* **TASK INSTRUCTIONS**
Nothing in the data is to be left out; copy it exactly.

* **EXTRACTED MATERIAL**

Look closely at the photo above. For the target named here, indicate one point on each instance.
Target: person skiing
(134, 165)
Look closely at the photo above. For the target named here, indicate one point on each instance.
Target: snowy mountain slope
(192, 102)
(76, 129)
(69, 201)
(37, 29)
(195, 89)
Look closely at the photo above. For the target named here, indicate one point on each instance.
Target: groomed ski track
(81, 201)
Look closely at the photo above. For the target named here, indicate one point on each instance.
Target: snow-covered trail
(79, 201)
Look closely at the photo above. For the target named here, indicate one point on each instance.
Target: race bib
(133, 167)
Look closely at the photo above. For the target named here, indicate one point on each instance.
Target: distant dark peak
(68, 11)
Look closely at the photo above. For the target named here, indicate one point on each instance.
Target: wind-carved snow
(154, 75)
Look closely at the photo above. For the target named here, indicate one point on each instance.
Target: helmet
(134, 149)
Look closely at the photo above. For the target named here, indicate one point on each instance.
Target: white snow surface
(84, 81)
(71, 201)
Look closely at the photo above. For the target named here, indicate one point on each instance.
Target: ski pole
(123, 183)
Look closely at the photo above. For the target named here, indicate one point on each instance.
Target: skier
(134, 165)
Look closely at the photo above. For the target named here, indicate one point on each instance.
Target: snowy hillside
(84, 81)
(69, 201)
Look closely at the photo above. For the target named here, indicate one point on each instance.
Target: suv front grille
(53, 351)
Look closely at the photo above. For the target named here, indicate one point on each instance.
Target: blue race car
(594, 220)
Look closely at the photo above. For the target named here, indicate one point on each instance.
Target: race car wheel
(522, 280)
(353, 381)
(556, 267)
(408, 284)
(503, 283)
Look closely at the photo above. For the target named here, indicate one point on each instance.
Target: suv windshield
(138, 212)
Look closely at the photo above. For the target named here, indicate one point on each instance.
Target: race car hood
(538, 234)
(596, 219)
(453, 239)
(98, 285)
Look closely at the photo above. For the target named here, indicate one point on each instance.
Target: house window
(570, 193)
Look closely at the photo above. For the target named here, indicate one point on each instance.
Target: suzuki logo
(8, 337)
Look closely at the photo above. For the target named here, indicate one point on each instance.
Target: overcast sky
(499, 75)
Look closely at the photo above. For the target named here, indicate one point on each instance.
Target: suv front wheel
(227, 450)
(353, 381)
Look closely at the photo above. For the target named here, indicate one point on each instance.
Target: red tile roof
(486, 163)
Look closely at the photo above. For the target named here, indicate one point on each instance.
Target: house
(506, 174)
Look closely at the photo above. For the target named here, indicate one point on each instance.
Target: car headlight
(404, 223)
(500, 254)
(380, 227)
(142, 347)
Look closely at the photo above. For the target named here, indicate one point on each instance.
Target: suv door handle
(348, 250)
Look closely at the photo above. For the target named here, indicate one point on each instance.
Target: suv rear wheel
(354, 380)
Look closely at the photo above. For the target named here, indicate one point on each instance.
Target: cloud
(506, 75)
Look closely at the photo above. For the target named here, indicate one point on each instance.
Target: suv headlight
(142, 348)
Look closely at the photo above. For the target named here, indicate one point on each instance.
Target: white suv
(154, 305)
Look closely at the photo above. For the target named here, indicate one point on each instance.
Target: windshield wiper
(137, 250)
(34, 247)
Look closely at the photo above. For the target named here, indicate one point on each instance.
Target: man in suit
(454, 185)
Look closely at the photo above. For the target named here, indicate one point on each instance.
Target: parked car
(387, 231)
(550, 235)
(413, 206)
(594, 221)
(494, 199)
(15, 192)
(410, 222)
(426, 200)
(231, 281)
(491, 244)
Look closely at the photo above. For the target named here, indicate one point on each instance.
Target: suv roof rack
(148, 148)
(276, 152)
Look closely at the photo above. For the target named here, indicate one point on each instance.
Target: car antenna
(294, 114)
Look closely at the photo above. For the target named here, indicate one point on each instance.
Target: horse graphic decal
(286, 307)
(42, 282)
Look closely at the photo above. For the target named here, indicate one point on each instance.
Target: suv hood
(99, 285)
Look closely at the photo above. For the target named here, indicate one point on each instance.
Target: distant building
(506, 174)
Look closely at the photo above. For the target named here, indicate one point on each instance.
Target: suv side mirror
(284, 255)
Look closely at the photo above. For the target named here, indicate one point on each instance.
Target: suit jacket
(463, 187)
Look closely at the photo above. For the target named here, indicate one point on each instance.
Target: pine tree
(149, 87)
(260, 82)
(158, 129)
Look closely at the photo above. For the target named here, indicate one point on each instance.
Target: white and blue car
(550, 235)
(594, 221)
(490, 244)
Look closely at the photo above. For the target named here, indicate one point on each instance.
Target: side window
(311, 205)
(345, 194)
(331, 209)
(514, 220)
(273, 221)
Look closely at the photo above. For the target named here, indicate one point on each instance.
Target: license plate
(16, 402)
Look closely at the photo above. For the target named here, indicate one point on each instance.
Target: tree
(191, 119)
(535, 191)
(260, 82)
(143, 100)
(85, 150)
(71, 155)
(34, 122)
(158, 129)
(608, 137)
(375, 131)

* **YOUR SOLUTION**
Look closely at the photo above. For the target named here, indicate one point on each instance.
Target: person skiing
(134, 165)
Look closely at the photo above. For the target named here, indicate one point on each instance.
Target: snowy mountain slope
(192, 102)
(76, 129)
(69, 201)
(37, 29)
(195, 89)
Look closely at the photo above. For the target named here, indicate one point on each instance.
Target: groomed ski track
(81, 201)
Look closely at the photo above. For the target named here, indicate one point on each instance.
Target: snow-covered trail
(79, 201)
Look closely at the photo above. For the target named here, indicate one point on each instance.
Target: race bib
(133, 167)
Look closely at the photo above. For the target named here, indicate one point on each instance.
Target: distant dark peak
(68, 11)
Look closely at the photo above. For the target named here, indicate one point on each instance.
Target: wind-carved snow
(154, 75)
Look closely at the photo above. For the target named here, indicate one point on each instance.
Target: helmet
(134, 149)
Look closely at the photo above. For the target named here, indicate one point on each instance.
Target: white snow surface
(84, 81)
(71, 201)
Look closely at the photo above. For the target named here, indicate one point on each instance.
Target: ski pole
(123, 183)
Look closely at the photo above. For the target named here, indicate one point on each instance.
Target: skier
(134, 165)
Look closely at the photo above. For the target named here, indicate one point on each instance.
Target: snowy hillside
(84, 81)
(69, 201)
Look closely at the photo above. For the target named here, indicate one point on each instance.
Target: suv front grille
(53, 351)
Look closely at the photo above. For the target named here, indicate one point on each instance.
Target: blue race car
(594, 220)
Look closely at the photo above. For the target named here, indicate one point on each instance.
Target: race car wheel
(522, 280)
(353, 381)
(556, 267)
(408, 284)
(503, 283)
Look closely at the photo above. For the target named here, indicate one point on each instance.
Target: suv windshield
(138, 212)
Look closely at the photo above. For the target named here, indicate one point on each instance.
Target: race car hood
(538, 234)
(596, 219)
(453, 239)
(98, 285)
Look closely at the photo above. For the target named here, indicate one point on each instance.
Target: house window
(570, 193)
Look closely at the photo above. For the target named here, indicate one point on each instance.
Target: suzuki logo
(8, 337)
Look closely at the photo above. For the target named here, indicate one point on each instance.
Target: overcast sky
(499, 75)
Look closely at the photo above. For the target named here, indicate one point on each instance.
Target: suv front wheel
(227, 450)
(353, 381)
Look closely at the photo above. For the target named here, indicate one point on each instance.
Target: red tile roof
(486, 163)
Look closely at the photo above. For the target named here, indicate one point on each instance.
Target: house
(506, 174)
Look closely at the photo above. For the target named here, indicate one point on each instance.
Target: car headlight
(404, 223)
(500, 254)
(380, 227)
(142, 347)
Look closely at the photo above. For the target named here, indicate one point on each instance.
Target: suv door handle
(348, 250)
Look closely at the photo above. For the target named here, indicate one point on each instance.
Target: suv rear wheel
(354, 380)
Look closely at the photo above. For the target named here, indicate one point on each instance.
Target: cloud
(506, 75)
Look closely at the photo above. For the target named here, indicate one point on each instance.
Target: suv headlight
(142, 348)
Look closely at the photo above. For the target named here, indicate one point on each instance.
Target: white suv
(154, 305)
Look closely at the photo above. For the target named here, indicate one point on each instance.
Target: windshield wiper
(137, 250)
(34, 247)
Look closely at the photo above. For the target named here, indicate one point on each instance.
Target: man in suit
(454, 185)
Look closely at the photo above. For the target named here, indicate one point on each instance.
Target: parked car
(387, 231)
(550, 235)
(413, 206)
(594, 221)
(494, 199)
(15, 192)
(410, 222)
(426, 200)
(231, 281)
(491, 244)
Look closely at the photo above. For the target named here, indicate one point on each instance.
Target: suv roof rack
(148, 148)
(276, 152)
Look closely at the photo above. For the target named here, indicate one point on each instance.
Target: car antenna
(294, 114)
Look closely at the photo above. For the target named here, indicate one point on each instance.
Target: horse graphic decal
(286, 307)
(42, 282)
Look closely at the photo above. For the target named here, indicate one point on each instance.
Target: suv hood
(99, 285)
Look closely at the photo above. For the target named here, indicate one point on each instance.
Target: distant building
(506, 174)
Look closely at the photo above. For the target named here, indicate one point on each instance.
Target: suv side mirror
(284, 255)
Look closely at the photo above. For the target named here, indicate one point on each instance.
Target: suit jacket
(463, 187)
Look closely at the photo above. For the target named here, indicate one point on each instance.
Target: pine tree
(149, 87)
(260, 82)
(158, 129)
Look closely at the photo above. For the target named here, indicate one point on each instance.
Target: white and blue car
(550, 235)
(594, 221)
(490, 244)
Look closely at the photo above. For the target named here, indicate one point on each instance.
Target: side window
(311, 205)
(345, 194)
(331, 209)
(514, 220)
(273, 221)
Look closely at the photo above. For the target named here, indicate one point on each instance.
Target: license plate
(16, 402)
Look closely at the photo above. For the target named here, indicate one point on each instance.
Target: tree
(191, 119)
(535, 191)
(260, 82)
(143, 100)
(85, 150)
(71, 155)
(34, 122)
(158, 129)
(608, 137)
(375, 131)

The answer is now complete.